**Page text:**

· · · · ·

Nathan began his confrontation with story of a rich man with many sheep who stole his poor neighbor's single pet lamb. Then Nathan risked his life by making a direct application to David. What happened next brought out the reality of the heart of this fallen, weak man, and flawed man. David could have had Nathan killed. Or he could have laughed and thrown him out of the palace. He could have issued a string of denials and demanded for evidence that Nathan could produce?

But listen to David's humble, honest, and contrite response. "I have sinned against the Lord"(verse 13). No blame, no rationalizations, no minimization's, no justifications, and no excuses came to mind; only God. As he had danced before God, so David had sinned before the God.

· · · · ·

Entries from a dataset

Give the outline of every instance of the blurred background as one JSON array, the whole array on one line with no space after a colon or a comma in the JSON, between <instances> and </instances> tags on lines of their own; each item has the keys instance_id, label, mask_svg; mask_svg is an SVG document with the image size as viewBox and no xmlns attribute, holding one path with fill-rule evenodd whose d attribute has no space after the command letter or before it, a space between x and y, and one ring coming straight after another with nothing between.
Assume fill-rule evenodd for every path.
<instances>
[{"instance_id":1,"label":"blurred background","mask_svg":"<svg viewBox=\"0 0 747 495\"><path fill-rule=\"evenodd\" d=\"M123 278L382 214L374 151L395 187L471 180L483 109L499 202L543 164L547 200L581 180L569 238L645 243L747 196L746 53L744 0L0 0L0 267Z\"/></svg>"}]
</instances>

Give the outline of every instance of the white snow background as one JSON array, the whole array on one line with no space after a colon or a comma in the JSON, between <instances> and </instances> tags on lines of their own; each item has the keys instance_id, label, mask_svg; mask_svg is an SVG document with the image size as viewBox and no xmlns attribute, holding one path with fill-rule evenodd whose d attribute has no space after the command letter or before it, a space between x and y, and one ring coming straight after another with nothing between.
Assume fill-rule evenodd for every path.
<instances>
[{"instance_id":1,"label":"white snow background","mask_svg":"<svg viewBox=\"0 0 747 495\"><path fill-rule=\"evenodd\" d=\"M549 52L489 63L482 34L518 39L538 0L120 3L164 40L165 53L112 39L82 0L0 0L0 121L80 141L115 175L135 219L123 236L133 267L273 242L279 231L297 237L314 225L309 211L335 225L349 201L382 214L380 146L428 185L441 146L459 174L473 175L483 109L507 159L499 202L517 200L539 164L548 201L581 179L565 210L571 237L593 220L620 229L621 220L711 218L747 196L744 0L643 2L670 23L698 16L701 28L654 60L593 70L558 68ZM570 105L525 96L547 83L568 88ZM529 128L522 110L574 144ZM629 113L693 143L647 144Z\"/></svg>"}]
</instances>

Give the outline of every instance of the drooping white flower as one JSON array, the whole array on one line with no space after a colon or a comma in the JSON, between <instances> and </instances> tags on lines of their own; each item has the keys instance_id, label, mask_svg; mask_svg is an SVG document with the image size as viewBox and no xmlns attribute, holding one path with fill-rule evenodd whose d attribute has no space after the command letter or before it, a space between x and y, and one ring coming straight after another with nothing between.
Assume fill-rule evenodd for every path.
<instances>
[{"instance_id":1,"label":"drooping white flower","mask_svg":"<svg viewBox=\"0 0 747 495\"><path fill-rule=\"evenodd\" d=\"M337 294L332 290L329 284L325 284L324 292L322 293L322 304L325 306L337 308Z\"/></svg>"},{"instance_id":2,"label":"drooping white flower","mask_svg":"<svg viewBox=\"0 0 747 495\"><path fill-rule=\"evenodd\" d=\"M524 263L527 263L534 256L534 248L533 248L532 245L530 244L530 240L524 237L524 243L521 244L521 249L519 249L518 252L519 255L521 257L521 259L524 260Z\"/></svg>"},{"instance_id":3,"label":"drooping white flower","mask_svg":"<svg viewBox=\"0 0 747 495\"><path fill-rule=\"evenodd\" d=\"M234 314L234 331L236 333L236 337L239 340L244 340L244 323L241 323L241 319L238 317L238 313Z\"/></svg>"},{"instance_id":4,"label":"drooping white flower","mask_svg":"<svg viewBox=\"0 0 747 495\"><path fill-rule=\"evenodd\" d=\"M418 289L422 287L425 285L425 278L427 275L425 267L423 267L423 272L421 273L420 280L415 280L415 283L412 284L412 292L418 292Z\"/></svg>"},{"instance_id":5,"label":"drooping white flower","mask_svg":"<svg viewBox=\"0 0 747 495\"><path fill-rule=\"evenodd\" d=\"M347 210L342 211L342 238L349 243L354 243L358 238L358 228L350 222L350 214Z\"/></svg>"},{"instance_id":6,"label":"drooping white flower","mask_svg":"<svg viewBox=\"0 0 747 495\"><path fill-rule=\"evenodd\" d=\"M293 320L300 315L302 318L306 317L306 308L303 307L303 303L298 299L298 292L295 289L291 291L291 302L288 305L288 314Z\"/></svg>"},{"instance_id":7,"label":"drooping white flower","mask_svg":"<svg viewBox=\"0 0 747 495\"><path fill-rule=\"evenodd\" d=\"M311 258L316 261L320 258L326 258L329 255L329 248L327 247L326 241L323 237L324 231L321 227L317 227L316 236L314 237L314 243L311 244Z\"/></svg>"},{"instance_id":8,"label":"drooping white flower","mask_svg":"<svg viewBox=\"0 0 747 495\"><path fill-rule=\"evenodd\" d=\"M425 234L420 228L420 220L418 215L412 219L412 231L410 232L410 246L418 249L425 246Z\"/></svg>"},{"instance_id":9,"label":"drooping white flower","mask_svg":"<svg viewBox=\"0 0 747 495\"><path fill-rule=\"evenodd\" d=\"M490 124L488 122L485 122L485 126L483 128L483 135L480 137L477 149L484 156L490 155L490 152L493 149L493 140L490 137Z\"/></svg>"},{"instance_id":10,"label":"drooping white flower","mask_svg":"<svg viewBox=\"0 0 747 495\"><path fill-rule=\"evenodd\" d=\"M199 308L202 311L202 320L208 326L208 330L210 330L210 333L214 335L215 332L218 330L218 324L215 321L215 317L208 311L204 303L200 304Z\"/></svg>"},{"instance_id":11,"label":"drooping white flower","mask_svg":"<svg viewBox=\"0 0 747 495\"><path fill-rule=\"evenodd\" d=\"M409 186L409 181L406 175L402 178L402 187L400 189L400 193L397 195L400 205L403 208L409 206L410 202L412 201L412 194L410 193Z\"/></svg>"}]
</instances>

· · · · ·

**Short problem A:**
Copy the passage about Nathan and David word for word, from "Nathan began his" to "Nathan could produce?".
**Short problem B:**
Pick up the passage about Nathan and David where it ends and keep it going.

**Task output A:**
Nathan began his confrontation with story of a rich man with many sheep who stole his poor neighbor's single pet lamb. Then Nathan risked his life by making a direct application to David. What happened next brought out the reality of the heart of this fallen, weak man, and flawed man. David could have had Nathan killed. Or he could have laughed and thrown him out of the palace. He could have issued a string of denials and demanded for evidence that Nathan could produce?

**Task output B:**
David wrote a Psalm that reveals to us the outcome of Nathan's confrontation over his sin, Psalm 51. This psalm exposes the true nature of sin as a broken relationship with God. "Against you, you only, have I sinned," David cried out in verse 4. He saw that God wanted "a broken spirit, a broken and contrite heart" (Verse 17); qualities, which David had, in abundance within his soul.

Looking back on all the bible says about the words and deeds of the greatest king to ever rule the Jews, what ultimately stands out is Davids pure devotion. Yes, he was a lustful; yes, he committed murder; yes, he was vengeful; yes, he was weak and flawed; but....King David was deep within his soul, "a man after God's own heart." He loved God with all his heart, and what more could be said?

What made David this way? The two scenes, one a buoyant high and the other a devastating low, hint at an answer. Whether dancing behind the ark or lying prostrate on the ground for six straight nights in contrition, David's strongest instinct was to relate his life to God.

Psalm 73:25-28, "whom have I in heaven but You? And there is none upon earth that I desire besides You. My flesh and my heart fail; but God is the strength of my heart and my portion forever. For indeed, those who are far from You shall perish; you have destroyed all those who desert You for harlotry. But it is good for me to draw near to God; I have put my trust in the Lord GOD, that I may declare all Your works."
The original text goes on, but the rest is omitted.